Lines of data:

/---

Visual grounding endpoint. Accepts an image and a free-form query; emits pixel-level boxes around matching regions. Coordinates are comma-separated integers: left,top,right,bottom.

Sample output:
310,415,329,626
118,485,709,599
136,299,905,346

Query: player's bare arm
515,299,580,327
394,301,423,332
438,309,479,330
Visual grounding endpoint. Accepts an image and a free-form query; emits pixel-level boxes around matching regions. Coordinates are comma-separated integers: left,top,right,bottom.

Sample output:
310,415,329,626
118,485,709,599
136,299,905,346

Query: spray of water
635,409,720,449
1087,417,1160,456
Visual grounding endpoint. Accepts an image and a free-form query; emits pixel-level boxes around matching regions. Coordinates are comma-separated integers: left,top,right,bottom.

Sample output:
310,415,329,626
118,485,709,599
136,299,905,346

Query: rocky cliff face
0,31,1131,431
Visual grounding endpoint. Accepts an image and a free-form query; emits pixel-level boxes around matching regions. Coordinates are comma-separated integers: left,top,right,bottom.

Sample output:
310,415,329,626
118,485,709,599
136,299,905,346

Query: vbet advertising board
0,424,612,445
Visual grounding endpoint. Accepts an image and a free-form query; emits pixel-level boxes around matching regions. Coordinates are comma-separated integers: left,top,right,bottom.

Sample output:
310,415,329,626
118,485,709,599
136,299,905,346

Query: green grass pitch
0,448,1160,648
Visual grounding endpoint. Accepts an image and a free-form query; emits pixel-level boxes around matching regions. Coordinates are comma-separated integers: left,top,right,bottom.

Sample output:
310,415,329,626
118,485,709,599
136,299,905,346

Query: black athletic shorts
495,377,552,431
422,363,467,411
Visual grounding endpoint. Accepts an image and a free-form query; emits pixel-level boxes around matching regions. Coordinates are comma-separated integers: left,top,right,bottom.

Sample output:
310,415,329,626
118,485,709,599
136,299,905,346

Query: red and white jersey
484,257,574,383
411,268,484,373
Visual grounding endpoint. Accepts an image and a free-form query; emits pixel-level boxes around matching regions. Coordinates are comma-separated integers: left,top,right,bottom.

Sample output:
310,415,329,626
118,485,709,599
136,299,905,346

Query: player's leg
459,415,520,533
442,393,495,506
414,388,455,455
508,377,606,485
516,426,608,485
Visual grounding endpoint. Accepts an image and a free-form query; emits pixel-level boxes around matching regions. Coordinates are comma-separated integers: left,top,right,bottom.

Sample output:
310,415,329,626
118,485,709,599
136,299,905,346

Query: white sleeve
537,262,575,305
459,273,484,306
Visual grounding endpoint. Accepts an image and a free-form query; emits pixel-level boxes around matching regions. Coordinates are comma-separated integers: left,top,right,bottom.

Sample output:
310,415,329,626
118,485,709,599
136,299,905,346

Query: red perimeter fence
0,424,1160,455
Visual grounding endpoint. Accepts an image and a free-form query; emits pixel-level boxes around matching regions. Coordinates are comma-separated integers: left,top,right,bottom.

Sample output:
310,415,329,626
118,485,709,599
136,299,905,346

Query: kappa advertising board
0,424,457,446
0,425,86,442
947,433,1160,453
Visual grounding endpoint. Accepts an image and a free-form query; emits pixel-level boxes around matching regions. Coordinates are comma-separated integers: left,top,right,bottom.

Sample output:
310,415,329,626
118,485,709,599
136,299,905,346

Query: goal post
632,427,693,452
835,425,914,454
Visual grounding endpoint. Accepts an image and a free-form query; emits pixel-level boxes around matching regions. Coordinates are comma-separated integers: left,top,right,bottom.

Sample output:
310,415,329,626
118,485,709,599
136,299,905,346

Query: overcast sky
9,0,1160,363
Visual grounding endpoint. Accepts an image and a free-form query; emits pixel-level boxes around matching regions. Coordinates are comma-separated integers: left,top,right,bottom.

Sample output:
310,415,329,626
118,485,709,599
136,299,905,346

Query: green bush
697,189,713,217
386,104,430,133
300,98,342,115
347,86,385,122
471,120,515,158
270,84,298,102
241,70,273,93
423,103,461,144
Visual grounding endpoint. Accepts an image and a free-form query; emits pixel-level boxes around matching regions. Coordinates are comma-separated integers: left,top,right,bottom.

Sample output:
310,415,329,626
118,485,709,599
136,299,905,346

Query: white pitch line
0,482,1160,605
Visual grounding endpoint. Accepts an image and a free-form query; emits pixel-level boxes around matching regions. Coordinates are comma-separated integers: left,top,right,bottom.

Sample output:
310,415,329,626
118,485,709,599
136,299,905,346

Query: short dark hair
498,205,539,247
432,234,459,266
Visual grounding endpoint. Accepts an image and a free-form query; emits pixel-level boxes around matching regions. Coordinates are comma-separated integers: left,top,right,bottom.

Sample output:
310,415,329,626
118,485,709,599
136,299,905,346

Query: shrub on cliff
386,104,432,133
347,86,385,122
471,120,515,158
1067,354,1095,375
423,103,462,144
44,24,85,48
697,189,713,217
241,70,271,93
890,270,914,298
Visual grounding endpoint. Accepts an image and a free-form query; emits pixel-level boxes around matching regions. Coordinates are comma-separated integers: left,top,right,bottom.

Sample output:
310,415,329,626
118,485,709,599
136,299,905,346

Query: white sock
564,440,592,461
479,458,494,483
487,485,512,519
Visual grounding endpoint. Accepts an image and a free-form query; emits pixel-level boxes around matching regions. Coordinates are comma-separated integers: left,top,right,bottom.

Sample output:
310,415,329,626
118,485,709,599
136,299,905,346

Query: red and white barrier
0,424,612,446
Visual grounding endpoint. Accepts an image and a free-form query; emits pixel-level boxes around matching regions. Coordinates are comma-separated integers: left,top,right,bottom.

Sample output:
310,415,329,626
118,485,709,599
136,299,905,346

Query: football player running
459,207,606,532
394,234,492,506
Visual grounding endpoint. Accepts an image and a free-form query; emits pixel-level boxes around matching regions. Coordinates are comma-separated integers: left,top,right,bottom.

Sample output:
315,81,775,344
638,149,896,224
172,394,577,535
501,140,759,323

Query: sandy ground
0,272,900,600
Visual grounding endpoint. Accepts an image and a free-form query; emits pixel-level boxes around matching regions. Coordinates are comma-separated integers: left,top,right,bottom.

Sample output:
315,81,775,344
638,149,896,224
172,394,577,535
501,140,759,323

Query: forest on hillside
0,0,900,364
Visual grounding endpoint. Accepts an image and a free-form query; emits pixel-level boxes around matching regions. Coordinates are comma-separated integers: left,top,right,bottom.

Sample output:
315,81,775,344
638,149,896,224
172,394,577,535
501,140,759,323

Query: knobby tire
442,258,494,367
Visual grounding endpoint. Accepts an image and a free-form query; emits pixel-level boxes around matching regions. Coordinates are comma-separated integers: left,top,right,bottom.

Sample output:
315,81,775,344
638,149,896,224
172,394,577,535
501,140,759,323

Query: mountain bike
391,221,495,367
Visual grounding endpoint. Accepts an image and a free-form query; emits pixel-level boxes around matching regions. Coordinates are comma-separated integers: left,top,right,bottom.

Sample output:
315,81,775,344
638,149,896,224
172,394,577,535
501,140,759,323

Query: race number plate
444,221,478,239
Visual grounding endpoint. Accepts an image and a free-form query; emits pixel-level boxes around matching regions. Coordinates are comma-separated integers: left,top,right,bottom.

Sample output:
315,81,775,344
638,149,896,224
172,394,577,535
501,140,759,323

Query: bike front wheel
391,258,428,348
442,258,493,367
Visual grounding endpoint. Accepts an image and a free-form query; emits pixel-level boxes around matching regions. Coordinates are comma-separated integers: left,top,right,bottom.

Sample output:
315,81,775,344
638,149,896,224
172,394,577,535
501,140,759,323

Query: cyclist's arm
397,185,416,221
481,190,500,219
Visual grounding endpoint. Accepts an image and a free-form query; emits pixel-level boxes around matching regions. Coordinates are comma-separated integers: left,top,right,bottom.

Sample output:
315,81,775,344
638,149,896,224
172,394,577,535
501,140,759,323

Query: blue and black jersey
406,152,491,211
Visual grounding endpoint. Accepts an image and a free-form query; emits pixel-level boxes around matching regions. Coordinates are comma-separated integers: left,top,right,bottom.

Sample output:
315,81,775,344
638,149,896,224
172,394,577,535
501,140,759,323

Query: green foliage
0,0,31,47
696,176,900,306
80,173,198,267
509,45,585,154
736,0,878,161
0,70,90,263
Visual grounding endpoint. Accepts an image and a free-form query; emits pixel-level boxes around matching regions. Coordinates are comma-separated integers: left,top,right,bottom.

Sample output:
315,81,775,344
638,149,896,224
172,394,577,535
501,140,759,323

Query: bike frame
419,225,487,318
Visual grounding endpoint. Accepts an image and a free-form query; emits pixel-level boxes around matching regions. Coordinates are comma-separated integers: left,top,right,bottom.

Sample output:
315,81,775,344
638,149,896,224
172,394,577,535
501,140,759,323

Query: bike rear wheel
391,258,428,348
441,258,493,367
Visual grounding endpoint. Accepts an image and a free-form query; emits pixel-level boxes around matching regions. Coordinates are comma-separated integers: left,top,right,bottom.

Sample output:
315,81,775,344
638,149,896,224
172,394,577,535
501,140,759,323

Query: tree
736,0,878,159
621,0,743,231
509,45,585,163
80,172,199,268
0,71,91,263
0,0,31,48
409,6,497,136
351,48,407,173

\---

> TASK PROMPT:
Return, word for word, the data lines from the very first one through the line containing "438,309,479,330", with both ends included.

> FINISHED ANSWER:
Visual grounding endpoint. Accepts an image and a free-form query; emits pixel-level boxes around matching regions. Coordinates are comma-separated integers: left,top,right,bottom.

Sample output:
310,415,329,626
118,485,709,599
136,299,905,346

Query: player's bare arm
515,299,580,327
394,301,423,332
438,309,479,330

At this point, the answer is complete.